FHSAA changes tune on Friday board meeting
The FHSAA announced Monday night it will livestream Friday’s board of directors meeting, in which the future of fall sports (and possibly other 2020-21 seasons) will be decided.
Before Monday, the FHSAA’s plan was to open the Gainesville meeting physically to the public (with a limit of 50 attendees, nearly half of whom would have been board members) but not broadcast it. Not streaming the meeting would have created a sketchy situation with Florida’s Sunshine Law, as the FHSAA constitution states all of its meetings are “conducted in compliance” with the law and all its records are public. Though the meeting would have been open to the public, a strict limitation on in-person attendance plus the inability to let the general public view it led many to call it a violation of state law and prompted some board members to petition for transparency. Decisions made in this meeting will affect hundreds of schools and thousands of athletes, coaches, faculty and volunteers, and there was already precedent for livestreaming as the past two board meetings were viewable on YouTube.
The meeting will begin at 10 a.m. Friday.

*Questions*
[a] Rewrite the FHSAA article from "FHSAA changes tune" to "will be decided.", changing "livestream" to "broadcast".
[b] Continue the FHSAA article from the point where it ends.

*Listed records*
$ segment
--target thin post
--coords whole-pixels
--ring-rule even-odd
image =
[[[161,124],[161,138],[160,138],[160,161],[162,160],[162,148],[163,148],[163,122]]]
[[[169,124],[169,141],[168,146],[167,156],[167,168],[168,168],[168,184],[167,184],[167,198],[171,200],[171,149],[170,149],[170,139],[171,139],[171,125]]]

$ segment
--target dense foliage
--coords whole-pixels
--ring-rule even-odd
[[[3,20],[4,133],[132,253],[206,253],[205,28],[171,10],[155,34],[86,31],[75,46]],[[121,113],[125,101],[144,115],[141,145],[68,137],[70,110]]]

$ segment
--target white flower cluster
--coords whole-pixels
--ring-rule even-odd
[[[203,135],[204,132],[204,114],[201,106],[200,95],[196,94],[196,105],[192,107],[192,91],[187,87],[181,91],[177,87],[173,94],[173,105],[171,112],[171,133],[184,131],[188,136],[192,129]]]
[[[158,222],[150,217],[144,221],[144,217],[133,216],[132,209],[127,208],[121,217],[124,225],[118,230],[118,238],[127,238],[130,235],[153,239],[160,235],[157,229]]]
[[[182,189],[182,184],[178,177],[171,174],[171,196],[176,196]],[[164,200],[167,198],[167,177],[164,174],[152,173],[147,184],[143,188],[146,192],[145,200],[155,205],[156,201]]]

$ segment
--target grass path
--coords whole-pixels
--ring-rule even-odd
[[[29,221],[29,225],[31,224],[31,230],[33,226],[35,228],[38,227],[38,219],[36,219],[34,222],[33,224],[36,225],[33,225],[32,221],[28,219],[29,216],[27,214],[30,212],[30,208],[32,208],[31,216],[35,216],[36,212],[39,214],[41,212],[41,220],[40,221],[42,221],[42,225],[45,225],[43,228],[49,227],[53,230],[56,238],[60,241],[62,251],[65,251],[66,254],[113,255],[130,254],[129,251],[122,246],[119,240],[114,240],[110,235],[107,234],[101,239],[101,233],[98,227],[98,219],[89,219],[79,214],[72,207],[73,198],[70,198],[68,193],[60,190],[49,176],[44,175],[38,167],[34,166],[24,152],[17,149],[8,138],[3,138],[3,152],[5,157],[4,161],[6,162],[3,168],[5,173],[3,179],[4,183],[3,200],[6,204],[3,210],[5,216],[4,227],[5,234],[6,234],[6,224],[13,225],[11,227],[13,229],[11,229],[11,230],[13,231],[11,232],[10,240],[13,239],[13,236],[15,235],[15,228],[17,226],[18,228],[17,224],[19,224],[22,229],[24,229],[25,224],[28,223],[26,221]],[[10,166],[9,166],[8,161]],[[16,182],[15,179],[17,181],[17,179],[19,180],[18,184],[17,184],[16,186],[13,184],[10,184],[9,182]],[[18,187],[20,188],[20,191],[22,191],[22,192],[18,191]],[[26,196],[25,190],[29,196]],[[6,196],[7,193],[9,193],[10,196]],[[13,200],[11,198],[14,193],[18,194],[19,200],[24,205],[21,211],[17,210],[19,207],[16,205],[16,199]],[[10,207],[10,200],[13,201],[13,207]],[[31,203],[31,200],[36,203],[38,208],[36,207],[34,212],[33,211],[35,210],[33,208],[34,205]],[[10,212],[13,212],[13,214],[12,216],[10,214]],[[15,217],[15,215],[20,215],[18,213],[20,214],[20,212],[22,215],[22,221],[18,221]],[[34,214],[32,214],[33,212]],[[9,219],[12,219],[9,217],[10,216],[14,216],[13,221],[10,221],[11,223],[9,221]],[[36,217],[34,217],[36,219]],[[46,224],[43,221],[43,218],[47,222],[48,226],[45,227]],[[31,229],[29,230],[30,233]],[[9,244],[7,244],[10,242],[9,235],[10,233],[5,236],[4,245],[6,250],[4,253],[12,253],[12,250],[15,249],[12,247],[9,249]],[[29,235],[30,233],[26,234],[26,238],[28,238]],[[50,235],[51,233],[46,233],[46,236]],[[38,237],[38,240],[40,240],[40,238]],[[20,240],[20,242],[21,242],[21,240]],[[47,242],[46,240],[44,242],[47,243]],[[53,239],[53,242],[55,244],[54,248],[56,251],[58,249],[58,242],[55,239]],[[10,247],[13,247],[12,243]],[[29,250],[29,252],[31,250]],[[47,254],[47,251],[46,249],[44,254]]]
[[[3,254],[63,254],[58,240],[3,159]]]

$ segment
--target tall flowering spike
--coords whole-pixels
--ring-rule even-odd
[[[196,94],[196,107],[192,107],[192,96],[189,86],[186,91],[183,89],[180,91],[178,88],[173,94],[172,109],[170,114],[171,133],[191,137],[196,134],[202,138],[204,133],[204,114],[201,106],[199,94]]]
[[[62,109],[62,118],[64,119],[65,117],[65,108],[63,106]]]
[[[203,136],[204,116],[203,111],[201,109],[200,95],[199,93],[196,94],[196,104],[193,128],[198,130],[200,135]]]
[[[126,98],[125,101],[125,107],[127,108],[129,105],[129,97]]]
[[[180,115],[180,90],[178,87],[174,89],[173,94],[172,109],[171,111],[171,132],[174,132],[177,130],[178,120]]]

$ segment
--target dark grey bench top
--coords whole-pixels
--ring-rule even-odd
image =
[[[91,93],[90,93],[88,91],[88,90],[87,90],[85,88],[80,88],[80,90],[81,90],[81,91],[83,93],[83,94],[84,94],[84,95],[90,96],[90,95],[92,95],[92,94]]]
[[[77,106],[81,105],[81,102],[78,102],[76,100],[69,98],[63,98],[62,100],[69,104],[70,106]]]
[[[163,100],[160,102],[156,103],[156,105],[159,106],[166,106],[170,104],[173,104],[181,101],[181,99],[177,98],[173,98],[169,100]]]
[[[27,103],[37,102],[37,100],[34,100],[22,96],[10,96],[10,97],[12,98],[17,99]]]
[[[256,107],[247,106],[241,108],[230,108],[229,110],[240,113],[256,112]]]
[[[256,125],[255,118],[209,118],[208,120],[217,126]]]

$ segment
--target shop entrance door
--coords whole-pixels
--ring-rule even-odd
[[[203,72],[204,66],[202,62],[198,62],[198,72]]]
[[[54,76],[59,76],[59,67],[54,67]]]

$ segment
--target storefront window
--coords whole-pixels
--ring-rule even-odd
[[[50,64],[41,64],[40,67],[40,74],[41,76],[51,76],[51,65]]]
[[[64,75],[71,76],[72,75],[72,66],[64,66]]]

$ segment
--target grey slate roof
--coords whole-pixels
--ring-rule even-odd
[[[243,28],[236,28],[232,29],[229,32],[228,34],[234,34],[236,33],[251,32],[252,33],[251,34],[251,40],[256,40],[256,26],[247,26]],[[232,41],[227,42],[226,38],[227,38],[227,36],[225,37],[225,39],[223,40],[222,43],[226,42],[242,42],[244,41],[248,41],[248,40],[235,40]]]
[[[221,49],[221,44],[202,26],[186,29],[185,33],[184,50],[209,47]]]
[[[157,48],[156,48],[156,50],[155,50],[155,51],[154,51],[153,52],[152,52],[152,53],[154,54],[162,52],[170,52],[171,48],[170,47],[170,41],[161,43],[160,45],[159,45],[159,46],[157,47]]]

==

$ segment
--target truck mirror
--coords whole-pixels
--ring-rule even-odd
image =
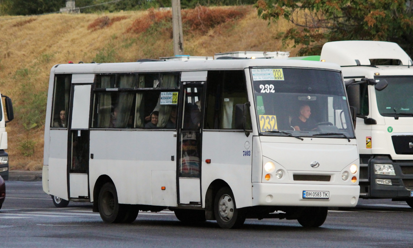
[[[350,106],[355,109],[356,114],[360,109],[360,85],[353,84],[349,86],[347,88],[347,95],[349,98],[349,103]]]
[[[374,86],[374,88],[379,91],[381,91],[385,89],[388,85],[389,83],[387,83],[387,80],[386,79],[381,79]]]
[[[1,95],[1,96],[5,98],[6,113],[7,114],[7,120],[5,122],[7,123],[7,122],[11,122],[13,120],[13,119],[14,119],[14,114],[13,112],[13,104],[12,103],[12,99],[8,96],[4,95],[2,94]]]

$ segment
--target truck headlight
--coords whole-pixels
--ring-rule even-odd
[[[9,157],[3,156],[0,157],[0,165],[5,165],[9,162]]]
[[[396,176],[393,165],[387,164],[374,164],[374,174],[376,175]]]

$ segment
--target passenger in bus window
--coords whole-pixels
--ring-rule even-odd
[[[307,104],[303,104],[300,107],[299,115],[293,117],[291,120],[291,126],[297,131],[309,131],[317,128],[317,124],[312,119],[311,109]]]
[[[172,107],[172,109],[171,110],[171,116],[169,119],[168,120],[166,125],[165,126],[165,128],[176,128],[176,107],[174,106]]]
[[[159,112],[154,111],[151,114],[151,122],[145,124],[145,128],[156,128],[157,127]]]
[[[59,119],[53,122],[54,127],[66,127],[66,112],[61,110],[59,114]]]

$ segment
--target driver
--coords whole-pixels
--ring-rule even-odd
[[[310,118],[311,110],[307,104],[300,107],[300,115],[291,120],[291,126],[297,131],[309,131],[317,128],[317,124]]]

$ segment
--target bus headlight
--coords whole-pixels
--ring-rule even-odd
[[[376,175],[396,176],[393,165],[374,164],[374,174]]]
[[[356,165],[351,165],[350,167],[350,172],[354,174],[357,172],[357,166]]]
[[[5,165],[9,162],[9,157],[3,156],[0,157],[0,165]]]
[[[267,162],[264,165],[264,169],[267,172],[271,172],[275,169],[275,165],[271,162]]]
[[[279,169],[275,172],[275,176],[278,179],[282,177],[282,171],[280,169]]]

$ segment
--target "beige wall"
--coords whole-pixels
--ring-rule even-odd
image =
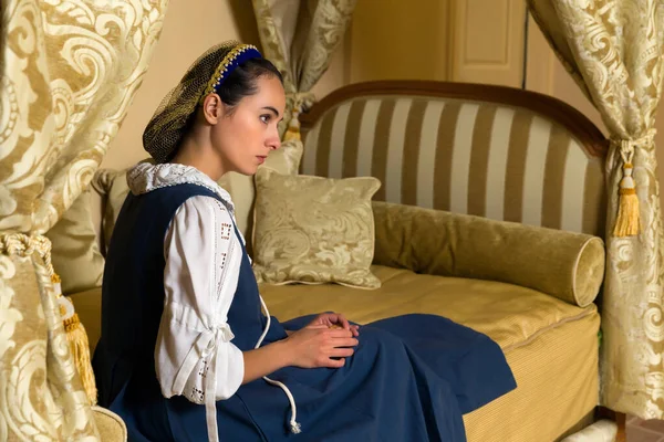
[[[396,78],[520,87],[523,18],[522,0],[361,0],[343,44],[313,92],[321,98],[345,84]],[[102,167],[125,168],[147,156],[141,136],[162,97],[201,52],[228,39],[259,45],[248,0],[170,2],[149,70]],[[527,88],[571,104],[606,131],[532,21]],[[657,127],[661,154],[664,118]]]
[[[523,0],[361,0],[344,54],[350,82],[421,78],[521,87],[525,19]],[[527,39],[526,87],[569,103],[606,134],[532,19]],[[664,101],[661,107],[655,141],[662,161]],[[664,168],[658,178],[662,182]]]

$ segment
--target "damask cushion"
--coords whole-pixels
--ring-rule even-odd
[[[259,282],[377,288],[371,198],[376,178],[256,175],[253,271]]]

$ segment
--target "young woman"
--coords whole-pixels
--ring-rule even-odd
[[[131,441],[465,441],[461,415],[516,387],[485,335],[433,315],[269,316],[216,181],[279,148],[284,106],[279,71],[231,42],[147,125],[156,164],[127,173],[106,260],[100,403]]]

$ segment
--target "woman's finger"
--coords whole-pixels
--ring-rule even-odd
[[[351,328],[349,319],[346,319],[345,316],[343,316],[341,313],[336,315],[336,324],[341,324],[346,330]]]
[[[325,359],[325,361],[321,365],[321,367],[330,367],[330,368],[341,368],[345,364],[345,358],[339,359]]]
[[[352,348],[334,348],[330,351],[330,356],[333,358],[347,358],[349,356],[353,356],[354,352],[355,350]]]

*Task-by-task outputs*
[a]
FHSAA changes tune on Friday board meeting
The FHSAA announced Monday night it will broadcast Friday’s board of directors meeting, in which the future of fall sports (and possibly other 2020-21 seasons) will be decided.

[b]
City provides update on athletics restart
The Plant City Parks and Recreation Department announced Aug. 7 the restart of athletic competitions on its fields “has become even more of a moving target” in light of developments with the school board and the FHSAA.
Department director Jack Holland said he does not foresee any competition games on Plant City fields on Aug. 17 “and probably not until Oct. 1 at the earliest,” with the possibility of some sports not having a fall season at all.
“In Hillsborough County, a decision has not been made regarding the start of competition games. At our meetings between the Parks & Recreation Directors of the region (Hillsborough County, Tampa, Temple Terrace, Plant City, Oldsmar, Clearwater and St Petersburg) and the medical professionals from the Hillsborough County Department of Health and USF Health, we have been told to not consider any competition games until late this calendar year,” Holland said. “Many youth sports organizations have already canceled their fall seasons… with that said, the final decisions for Hillsborough County have not been made and I will forward any new info we get as soon as I receive it. We anticipate having some answers early next week.”
Teams can still use the fields for conditioning and skills practices.
PC baseball player picked for Perfect Game festival
Perfect Game, one of the biggest scouting report services int he United States, announced last week five amateur baseball players from Florida have been selected to play in and attend its upcoming 13U Select Baseball game and festival in Oklahoma City. One of them is Plant City’s own Chase Mobley.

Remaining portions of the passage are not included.